#### Set task
Copy out the entries below word for word, from the line that contains "Find the green shrub;" through the end of the entries, both ends included.

#### Dataset excerpts
··········

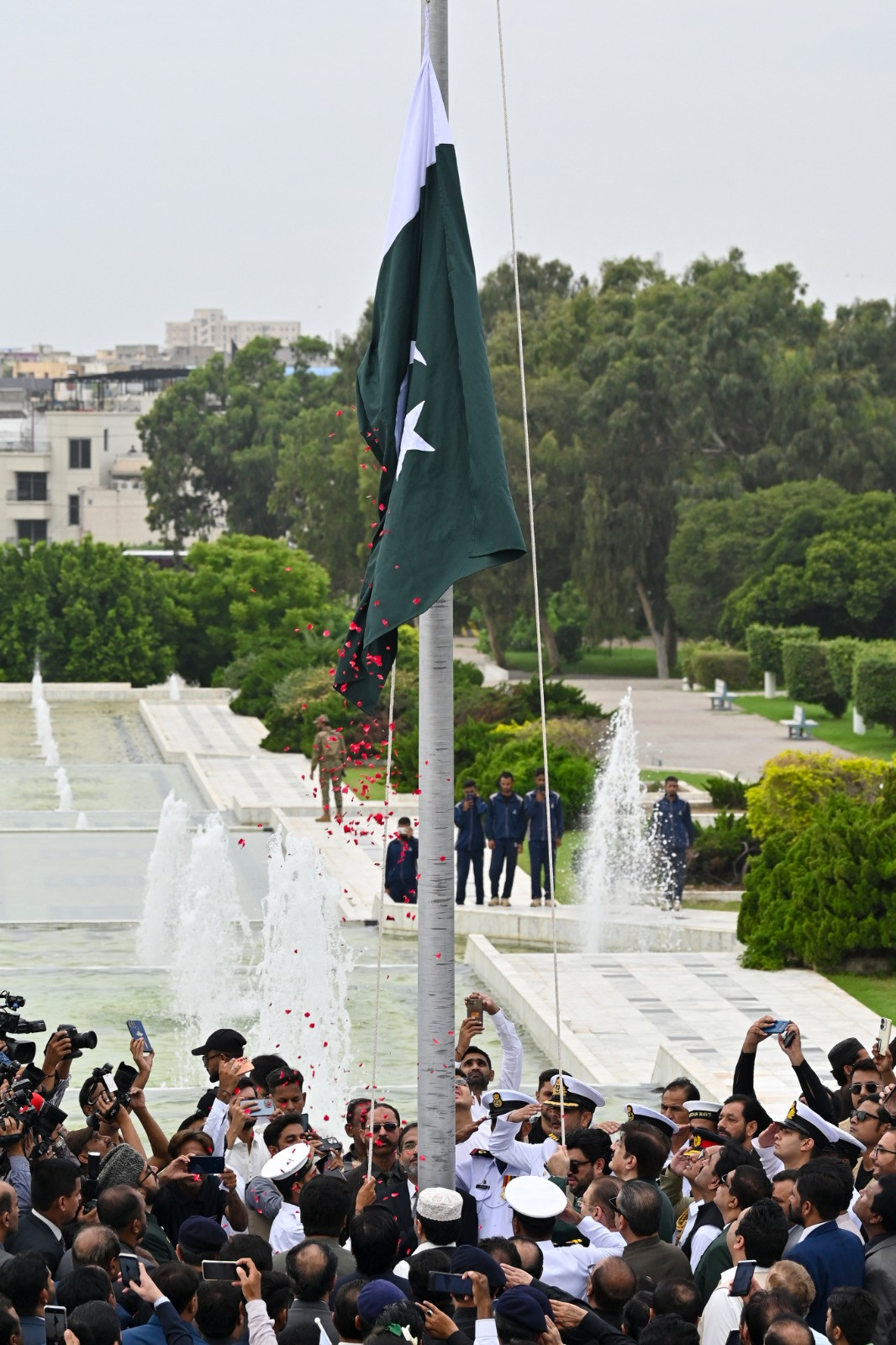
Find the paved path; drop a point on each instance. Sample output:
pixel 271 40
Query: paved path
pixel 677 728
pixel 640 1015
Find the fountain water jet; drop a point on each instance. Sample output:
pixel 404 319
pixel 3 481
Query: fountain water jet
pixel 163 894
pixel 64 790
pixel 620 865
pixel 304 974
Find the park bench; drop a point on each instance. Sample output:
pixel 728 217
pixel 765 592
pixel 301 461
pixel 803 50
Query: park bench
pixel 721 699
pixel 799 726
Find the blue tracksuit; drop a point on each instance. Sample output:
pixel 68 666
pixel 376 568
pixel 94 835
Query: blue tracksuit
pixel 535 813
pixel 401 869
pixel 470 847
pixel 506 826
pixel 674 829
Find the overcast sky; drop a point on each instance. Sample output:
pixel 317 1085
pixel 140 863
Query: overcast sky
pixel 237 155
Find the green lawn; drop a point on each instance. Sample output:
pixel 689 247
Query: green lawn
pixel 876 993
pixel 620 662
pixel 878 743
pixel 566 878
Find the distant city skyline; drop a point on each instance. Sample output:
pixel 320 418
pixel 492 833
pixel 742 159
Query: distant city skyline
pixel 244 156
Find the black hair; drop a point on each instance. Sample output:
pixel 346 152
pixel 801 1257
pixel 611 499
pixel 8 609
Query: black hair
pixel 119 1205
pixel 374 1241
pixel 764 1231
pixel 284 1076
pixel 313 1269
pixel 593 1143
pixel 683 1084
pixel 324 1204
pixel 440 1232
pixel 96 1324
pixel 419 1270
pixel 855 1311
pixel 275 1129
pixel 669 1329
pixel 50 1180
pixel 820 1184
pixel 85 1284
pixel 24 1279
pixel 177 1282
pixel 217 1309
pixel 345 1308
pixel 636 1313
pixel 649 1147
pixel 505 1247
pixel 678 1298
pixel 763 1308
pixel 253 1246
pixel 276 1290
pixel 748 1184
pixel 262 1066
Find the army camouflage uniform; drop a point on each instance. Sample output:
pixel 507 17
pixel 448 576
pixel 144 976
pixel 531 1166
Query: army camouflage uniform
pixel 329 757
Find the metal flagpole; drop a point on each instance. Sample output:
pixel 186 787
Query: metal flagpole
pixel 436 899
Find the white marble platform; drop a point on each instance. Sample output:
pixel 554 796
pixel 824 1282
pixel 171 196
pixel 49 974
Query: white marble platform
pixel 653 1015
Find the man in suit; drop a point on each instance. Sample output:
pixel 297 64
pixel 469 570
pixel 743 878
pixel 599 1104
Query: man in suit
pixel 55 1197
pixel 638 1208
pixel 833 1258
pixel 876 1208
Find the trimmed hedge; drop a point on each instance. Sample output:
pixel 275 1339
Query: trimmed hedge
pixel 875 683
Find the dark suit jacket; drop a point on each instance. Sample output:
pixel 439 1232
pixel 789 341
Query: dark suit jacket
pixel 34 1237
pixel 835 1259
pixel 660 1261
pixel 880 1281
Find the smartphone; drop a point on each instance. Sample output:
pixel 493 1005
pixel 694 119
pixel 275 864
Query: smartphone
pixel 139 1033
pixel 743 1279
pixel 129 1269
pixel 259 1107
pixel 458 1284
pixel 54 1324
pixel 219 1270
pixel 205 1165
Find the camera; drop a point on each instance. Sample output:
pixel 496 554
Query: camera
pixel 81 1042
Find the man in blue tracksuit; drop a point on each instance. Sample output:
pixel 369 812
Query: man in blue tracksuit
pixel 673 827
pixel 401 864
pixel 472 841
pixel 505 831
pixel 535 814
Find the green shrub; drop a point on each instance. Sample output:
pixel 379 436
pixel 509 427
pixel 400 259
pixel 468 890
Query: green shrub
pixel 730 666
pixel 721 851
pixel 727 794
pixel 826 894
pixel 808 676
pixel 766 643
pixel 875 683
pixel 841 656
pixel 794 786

··········

#### Exercise output
Find the green shrub; drop a point on each instance. Sample output:
pixel 379 436
pixel 509 427
pixel 400 259
pixel 468 890
Query: green shrub
pixel 730 666
pixel 721 851
pixel 727 794
pixel 826 894
pixel 808 676
pixel 766 643
pixel 875 683
pixel 841 656
pixel 794 786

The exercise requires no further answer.